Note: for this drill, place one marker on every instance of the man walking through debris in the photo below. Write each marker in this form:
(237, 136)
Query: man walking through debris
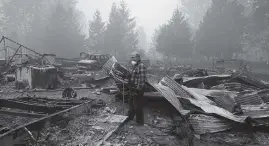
(136, 85)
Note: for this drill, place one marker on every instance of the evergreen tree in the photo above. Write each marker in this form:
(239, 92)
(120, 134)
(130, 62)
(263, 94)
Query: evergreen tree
(220, 33)
(174, 38)
(120, 35)
(63, 35)
(96, 33)
(113, 38)
(258, 28)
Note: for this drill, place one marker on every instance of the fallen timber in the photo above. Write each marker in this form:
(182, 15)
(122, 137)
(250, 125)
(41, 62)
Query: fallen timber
(12, 136)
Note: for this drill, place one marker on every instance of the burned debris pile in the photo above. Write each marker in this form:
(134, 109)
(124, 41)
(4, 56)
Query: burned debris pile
(72, 103)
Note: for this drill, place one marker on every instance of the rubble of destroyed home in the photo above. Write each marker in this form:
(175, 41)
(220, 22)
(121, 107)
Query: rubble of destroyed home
(47, 100)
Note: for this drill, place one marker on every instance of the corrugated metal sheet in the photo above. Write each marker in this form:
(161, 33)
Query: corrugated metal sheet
(170, 95)
(248, 99)
(174, 89)
(183, 91)
(222, 98)
(212, 109)
(203, 124)
(256, 111)
(264, 94)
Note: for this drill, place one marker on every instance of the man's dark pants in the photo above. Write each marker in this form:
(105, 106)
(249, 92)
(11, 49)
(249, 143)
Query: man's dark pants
(136, 105)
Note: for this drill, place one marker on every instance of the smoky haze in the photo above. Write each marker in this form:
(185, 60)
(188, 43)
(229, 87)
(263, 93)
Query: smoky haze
(178, 30)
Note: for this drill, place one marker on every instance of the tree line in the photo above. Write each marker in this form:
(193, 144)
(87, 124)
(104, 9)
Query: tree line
(55, 26)
(228, 29)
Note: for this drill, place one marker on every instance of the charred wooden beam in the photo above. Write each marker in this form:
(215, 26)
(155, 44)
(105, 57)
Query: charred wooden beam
(52, 100)
(23, 114)
(3, 130)
(30, 107)
(15, 135)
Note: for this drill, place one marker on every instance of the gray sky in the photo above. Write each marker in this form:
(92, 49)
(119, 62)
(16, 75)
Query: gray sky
(149, 13)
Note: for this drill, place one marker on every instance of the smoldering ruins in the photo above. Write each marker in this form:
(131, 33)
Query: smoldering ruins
(52, 102)
(64, 63)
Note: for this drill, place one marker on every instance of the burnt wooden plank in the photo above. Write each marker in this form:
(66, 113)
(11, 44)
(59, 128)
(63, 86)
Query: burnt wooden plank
(42, 99)
(15, 135)
(31, 107)
(22, 114)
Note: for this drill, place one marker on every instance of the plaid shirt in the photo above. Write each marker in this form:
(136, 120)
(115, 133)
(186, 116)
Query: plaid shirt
(138, 76)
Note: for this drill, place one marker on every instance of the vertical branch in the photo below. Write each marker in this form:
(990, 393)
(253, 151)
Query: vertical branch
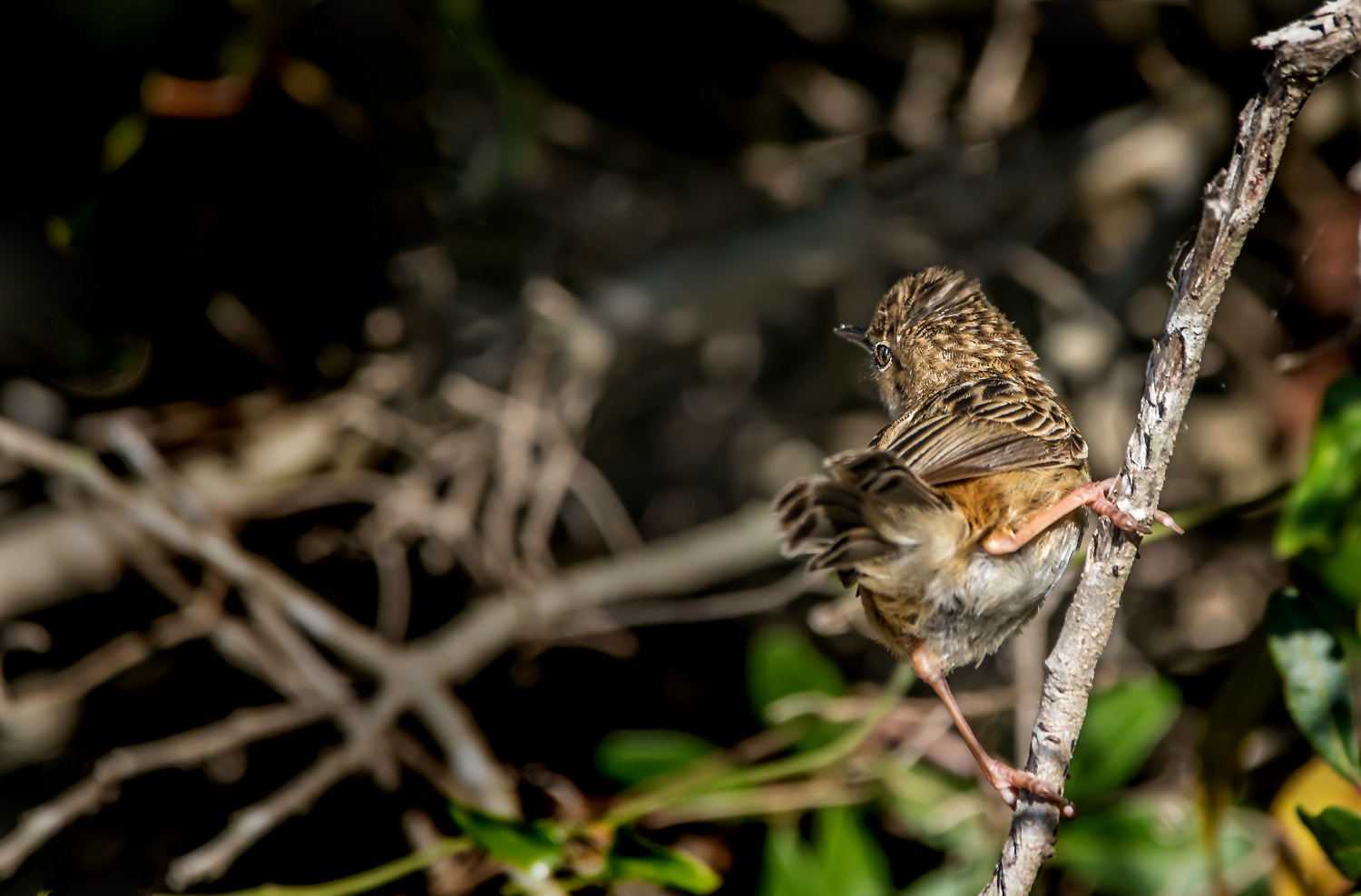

════════════════

» Written exercise
Set out all of the items above as a numbered list with one line per number, skipping any blank lines and leaving the pictures out.

» The answer
1. Note: for this drill, place one marker on every instance of the man walking through debris in the photo below. Write each marker in this form:
2. (237, 136)
3. Query: man walking through debris
4. (136, 85)
5. Note: for this drill, place one marker on every instance of the evergreen tree in the photo above. Write each marker in this form:
6. (239, 92)
7. (120, 134)
8. (130, 62)
9. (263, 94)
10. Query: evergreen tree
11. (220, 33)
12. (174, 38)
13. (120, 35)
14. (63, 35)
15. (96, 33)
16. (113, 38)
17. (258, 28)
18. Note: for this drill, place one marker on every instance of the fallen timber in the photo above. Write each marker in this form:
19. (182, 15)
20. (122, 137)
21. (250, 125)
22. (41, 62)
23. Query: fallen timber
24. (12, 136)
25. Note: for this drill, place one marker on every instance of the burned debris pile in the photo above. Write each marker in this form:
26. (134, 109)
27. (124, 41)
28. (4, 56)
29. Query: burned debris pile
30. (72, 103)
31. Note: for this drill, place one marker on every instance of the rubble of destroyed home in the photo above. Write each marker in this form:
32. (175, 41)
33. (220, 22)
34. (121, 107)
35. Query: rubble of destroyed home
36. (47, 100)
37. Note: for this drill, place one marker on every instance of the corrugated metal sheet in the photo above. Write each marker in this form:
38. (161, 33)
39. Query: corrugated metal sheet
40. (170, 95)
41. (248, 99)
42. (174, 89)
43. (183, 91)
44. (222, 98)
45. (212, 109)
46. (203, 124)
47. (256, 111)
48. (264, 94)
49. Note: for this drill, place one marker on every instance of the man's dark pants in the photo above. Write each marker in this form:
50. (105, 106)
51. (249, 92)
52. (11, 49)
53. (249, 143)
54. Query: man's dark pants
55. (136, 105)
56. Note: for this drill, place one marker on every instance of the smoky haze in the photo above. Write each marker in this form:
57. (185, 60)
58. (188, 43)
59. (229, 87)
60. (263, 93)
61. Query: smoky haze
62. (178, 30)
63. Note: for this drill, place one marker on every instance of the tree line in the photo above. Write each marker in this form:
64. (193, 144)
65. (87, 124)
66. (104, 9)
67. Query: tree line
68. (55, 26)
69. (228, 29)
70. Note: for this drill, place one marker on every instance of the charred wooden beam in the photo above. Write each marker in this form:
71. (215, 26)
72. (155, 44)
73. (105, 57)
74. Query: charred wooden beam
75. (52, 100)
76. (23, 114)
77. (3, 130)
78. (30, 107)
79. (15, 135)
80. Note: for this drill, place one marker on every instance of the gray sky in the photo above. Write each marker in this form:
81. (92, 49)
82. (119, 62)
83. (16, 75)
84. Query: gray sky
85. (149, 13)
86. Note: for this drill, place one marker on every instance of the smoldering ruins in the photo above. Write each marker in this form:
87. (131, 33)
88. Query: smoldering ruins
89. (52, 102)
90. (64, 63)
91. Note: for this drill, place one marker on every instance of the burnt wooden plank in the photo above. Write each marker in this form:
92. (66, 113)
93. (11, 44)
94. (59, 128)
95. (63, 86)
96. Query: burnt wooden plank
97. (42, 99)
98. (15, 135)
99. (31, 107)
100. (22, 114)
101. Note: for this drill, place one marker on every instance of the plaid shirt in the photo above. Write each marker in this form:
102. (136, 120)
103. (115, 133)
104. (186, 116)
105. Query: plaid shirt
106. (138, 76)
107. Note: for this drill, place one marker on every instance of the vertical branch in the photo below. Write each marker in this form:
108. (990, 393)
109. (253, 151)
110. Query: vertical branch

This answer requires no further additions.